_Task brief_:
Please repeat the records below exactly, skipping any pictures.

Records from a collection
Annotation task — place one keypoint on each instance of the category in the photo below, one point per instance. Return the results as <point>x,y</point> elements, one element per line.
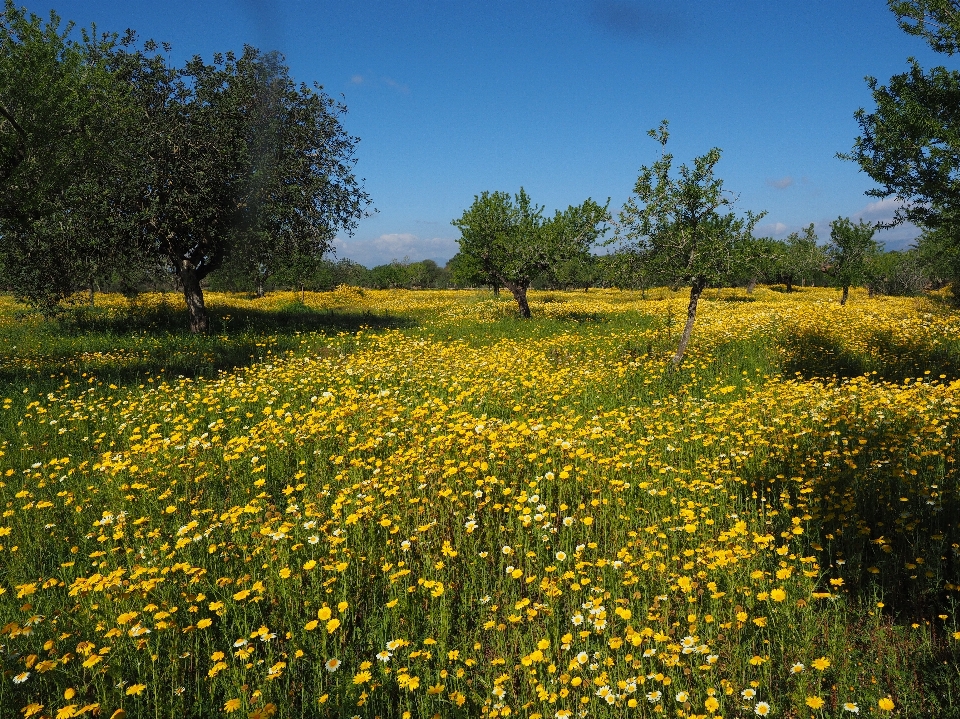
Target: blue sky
<point>450,98</point>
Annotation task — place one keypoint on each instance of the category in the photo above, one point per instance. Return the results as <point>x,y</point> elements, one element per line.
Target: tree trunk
<point>193,294</point>
<point>519,293</point>
<point>696,289</point>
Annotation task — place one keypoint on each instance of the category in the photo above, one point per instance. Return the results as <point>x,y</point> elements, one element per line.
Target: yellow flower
<point>361,677</point>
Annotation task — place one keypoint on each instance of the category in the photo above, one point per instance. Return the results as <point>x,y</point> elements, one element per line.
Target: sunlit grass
<point>378,503</point>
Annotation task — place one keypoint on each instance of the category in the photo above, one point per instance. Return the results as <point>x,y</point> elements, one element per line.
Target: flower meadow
<point>412,504</point>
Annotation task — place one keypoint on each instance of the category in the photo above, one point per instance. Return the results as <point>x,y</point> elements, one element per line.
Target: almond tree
<point>849,253</point>
<point>683,224</point>
<point>509,241</point>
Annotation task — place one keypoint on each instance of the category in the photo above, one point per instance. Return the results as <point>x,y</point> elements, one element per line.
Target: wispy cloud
<point>398,86</point>
<point>637,19</point>
<point>381,82</point>
<point>771,229</point>
<point>780,183</point>
<point>396,246</point>
<point>879,211</point>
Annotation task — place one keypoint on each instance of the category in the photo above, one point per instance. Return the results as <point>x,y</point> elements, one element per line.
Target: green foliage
<point>850,251</point>
<point>63,121</point>
<point>802,257</point>
<point>113,161</point>
<point>509,241</point>
<point>896,273</point>
<point>684,227</point>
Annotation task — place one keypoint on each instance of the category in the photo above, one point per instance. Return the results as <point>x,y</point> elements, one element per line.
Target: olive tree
<point>849,253</point>
<point>683,224</point>
<point>508,240</point>
<point>64,122</point>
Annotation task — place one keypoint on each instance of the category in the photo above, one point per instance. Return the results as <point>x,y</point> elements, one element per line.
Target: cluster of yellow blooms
<point>400,524</point>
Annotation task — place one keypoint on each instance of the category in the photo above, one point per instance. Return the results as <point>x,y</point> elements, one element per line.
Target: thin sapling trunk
<point>696,289</point>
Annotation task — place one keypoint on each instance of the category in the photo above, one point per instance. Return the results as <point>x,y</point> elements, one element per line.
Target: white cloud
<point>879,211</point>
<point>780,183</point>
<point>774,229</point>
<point>396,246</point>
<point>398,86</point>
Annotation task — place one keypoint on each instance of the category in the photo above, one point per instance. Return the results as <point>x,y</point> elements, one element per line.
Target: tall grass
<point>412,504</point>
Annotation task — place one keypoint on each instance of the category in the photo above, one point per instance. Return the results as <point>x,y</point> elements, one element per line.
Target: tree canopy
<point>849,253</point>
<point>113,159</point>
<point>684,226</point>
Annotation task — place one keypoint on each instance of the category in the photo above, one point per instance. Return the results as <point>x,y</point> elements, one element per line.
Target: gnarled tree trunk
<point>696,289</point>
<point>193,294</point>
<point>519,293</point>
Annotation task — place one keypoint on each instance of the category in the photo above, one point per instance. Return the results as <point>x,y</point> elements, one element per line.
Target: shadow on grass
<point>127,347</point>
<point>880,499</point>
<point>813,355</point>
<point>293,317</point>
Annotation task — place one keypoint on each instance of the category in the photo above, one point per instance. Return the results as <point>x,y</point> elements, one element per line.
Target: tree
<point>235,158</point>
<point>467,271</point>
<point>849,253</point>
<point>508,240</point>
<point>802,257</point>
<point>936,21</point>
<point>910,144</point>
<point>679,225</point>
<point>64,120</point>
<point>758,260</point>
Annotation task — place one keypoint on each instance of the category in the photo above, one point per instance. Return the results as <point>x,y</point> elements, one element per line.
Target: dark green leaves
<point>682,221</point>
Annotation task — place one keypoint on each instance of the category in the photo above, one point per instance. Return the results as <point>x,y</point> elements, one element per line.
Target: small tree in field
<point>509,241</point>
<point>802,257</point>
<point>678,224</point>
<point>849,252</point>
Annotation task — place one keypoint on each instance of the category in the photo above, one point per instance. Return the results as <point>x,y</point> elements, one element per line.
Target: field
<point>412,504</point>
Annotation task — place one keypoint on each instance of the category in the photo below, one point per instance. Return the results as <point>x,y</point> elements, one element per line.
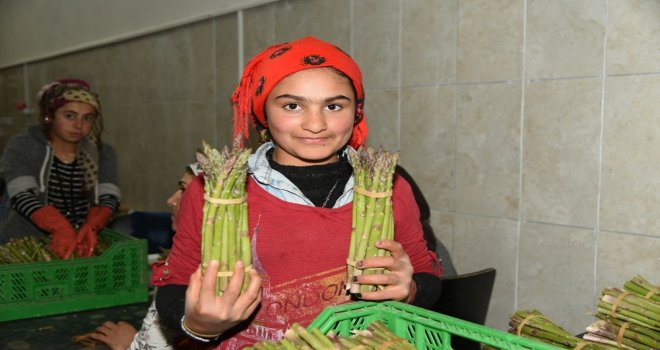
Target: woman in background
<point>61,178</point>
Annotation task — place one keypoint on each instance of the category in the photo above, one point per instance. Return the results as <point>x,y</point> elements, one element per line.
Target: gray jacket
<point>25,165</point>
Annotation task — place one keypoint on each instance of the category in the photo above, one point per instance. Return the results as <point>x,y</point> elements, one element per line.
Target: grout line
<point>399,77</point>
<point>457,20</point>
<point>240,38</point>
<point>600,151</point>
<point>521,156</point>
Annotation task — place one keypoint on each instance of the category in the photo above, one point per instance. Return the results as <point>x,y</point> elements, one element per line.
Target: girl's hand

_Task answer_:
Annotation task — place one keypoint on each instance of the category in the photo below, one point per instance. Return the results as <point>x,y</point> elements, one element per line.
Target: blue sky
<point>450,98</point>
Annotation task — place one keypoint on each instance of the category in the photo above, one point per instance. Return the results as <point>x,y</point> elements, one element per line.
Target: tree trunk
<point>193,294</point>
<point>519,293</point>
<point>696,289</point>
Annotation task — place one keypoint on each instance of the category in the photo above, one point per instance. Return the results as <point>x,y</point> elements, one element per line.
Target: yellow flower
<point>361,677</point>
Annotation task — place one keypoint on each instance of the category in the photo above, one point per instance. Return the results as <point>x,y</point> elements, one element per line.
Target: sunlit grass
<point>378,503</point>
Annotation task — place one keypoint on each instance of the category in the photo above, one point per instance. Return the results as <point>x,y</point> elements, one element per line.
Target: flower meadow
<point>412,504</point>
Annotation task — place one keypoint on each instance of the category in the photo above, one point per instance. Return the results as <point>x,y</point> elements, one element per line.
Target: almond tree
<point>849,253</point>
<point>683,224</point>
<point>509,241</point>
Annotation task — place one keypoint on each instance of the category in the photo above, one point per instance. Return the results as <point>x,y</point> elements, one element per line.
Target: wispy cloud
<point>398,86</point>
<point>637,19</point>
<point>381,82</point>
<point>771,229</point>
<point>780,183</point>
<point>396,246</point>
<point>879,211</point>
Annotation task — place one keypoint on each instance of the category in the photo above, one point per instance. Return the results as <point>x,y</point> elements, one element per line.
Target: green foliage
<point>850,251</point>
<point>63,121</point>
<point>802,257</point>
<point>113,161</point>
<point>509,241</point>
<point>896,273</point>
<point>684,227</point>
Annotation task — place one keypoint on each instance of the category in the photo above, one point per instance. Return the results as <point>x,y</point> elements, one element per line.
Target: olive tree
<point>849,253</point>
<point>683,224</point>
<point>508,240</point>
<point>64,122</point>
Annotation task — place one keypoint on each instance of the category in the photo above, one point per instance. Return the results as <point>x,y</point> elements, one element per line.
Target: cluster of yellow blooms
<point>400,524</point>
Annotation task — place one keypoint on each instance of the category in the photo above, one point per instance. Return the results as <point>x,y</point> elements, one element per line.
Target: thin sapling trunk
<point>696,289</point>
Annotation task — place one keypoint on each instance of the category in the photo above, one point per instance. Return the results as <point>x,y</point> elements, one element per line.
Target: white cloud
<point>879,211</point>
<point>780,183</point>
<point>774,229</point>
<point>396,246</point>
<point>398,86</point>
Annotation task — place one keypoint on each instance of the category in the photo above, one point per instance. Return the results as <point>x,y</point> elements, one element per line.
Target: tall grass
<point>412,504</point>
Annotation task — place one keypoint on each instance of the category in the photo above, one point per instance. Return the results as <point>x,y</point> elements, one element per line.
Target: tree canopy
<point>849,253</point>
<point>113,159</point>
<point>684,226</point>
Annotation task — place one keypoint on each instance of the category in the photo above, one point per instance. Return the results as <point>x,y</point> elements, one element per line.
Target: gnarled tree trunk
<point>696,289</point>
<point>193,294</point>
<point>519,293</point>
Annotation task — place one keypoint on each instance of the category in the photo above, one point per instance. Return the results as <point>x,y</point> elements, one element per line.
Target: shadow on grass
<point>127,347</point>
<point>880,499</point>
<point>813,355</point>
<point>293,317</point>
Annotation task — place one keypoint on each instance of the category in the photo above, one point per instance. Return the results as <point>x,y</point> elements, one element per line.
Target: tree
<point>235,158</point>
<point>467,271</point>
<point>849,253</point>
<point>508,240</point>
<point>802,257</point>
<point>936,21</point>
<point>910,144</point>
<point>679,225</point>
<point>64,120</point>
<point>758,260</point>
Annotation task — place one keypoint on each instance of the category in the photo above, one point per instance. Return the results as <point>x,y</point> elements, one element per line.
Target: dark green leaves
<point>682,221</point>
Annotation task — place one keypoint on each instance of the category in the photo above, one point per instance. Return the results as <point>x,y</point> elements, one element per line.
Target: small tree in field
<point>509,241</point>
<point>802,257</point>
<point>678,224</point>
<point>849,252</point>
Annotation task — place one keypoint on each instance of the category in the photo above, one point per instance. Return the results as <point>x,y</point> elements, one element per line.
Target: field
<point>412,504</point>
Annotation task — place one keypoint on each instance of the category in the photo below, one point per instance. Return the results as <point>x,y</point> elements, one element per line.
Target: woman in background
<point>61,178</point>
Annotation task — place one keypoint on each instance of the category in the photo above, one point per instance. Return the results as <point>x,y</point> elements, one element per line.
Target: gray jacket
<point>25,165</point>
Annotation task — place one keypoint on each instance of the category in the photo above, one point per instance. Return the results as <point>x,y</point> elements, one element per line.
Target: grout line
<point>399,77</point>
<point>457,20</point>
<point>240,38</point>
<point>600,151</point>
<point>521,156</point>
Annotation task — place one keypoint on each instance of the category in the photo above, one point per instance. Return the results as <point>x,y</point> elements, one element per line.
Target: girl's hand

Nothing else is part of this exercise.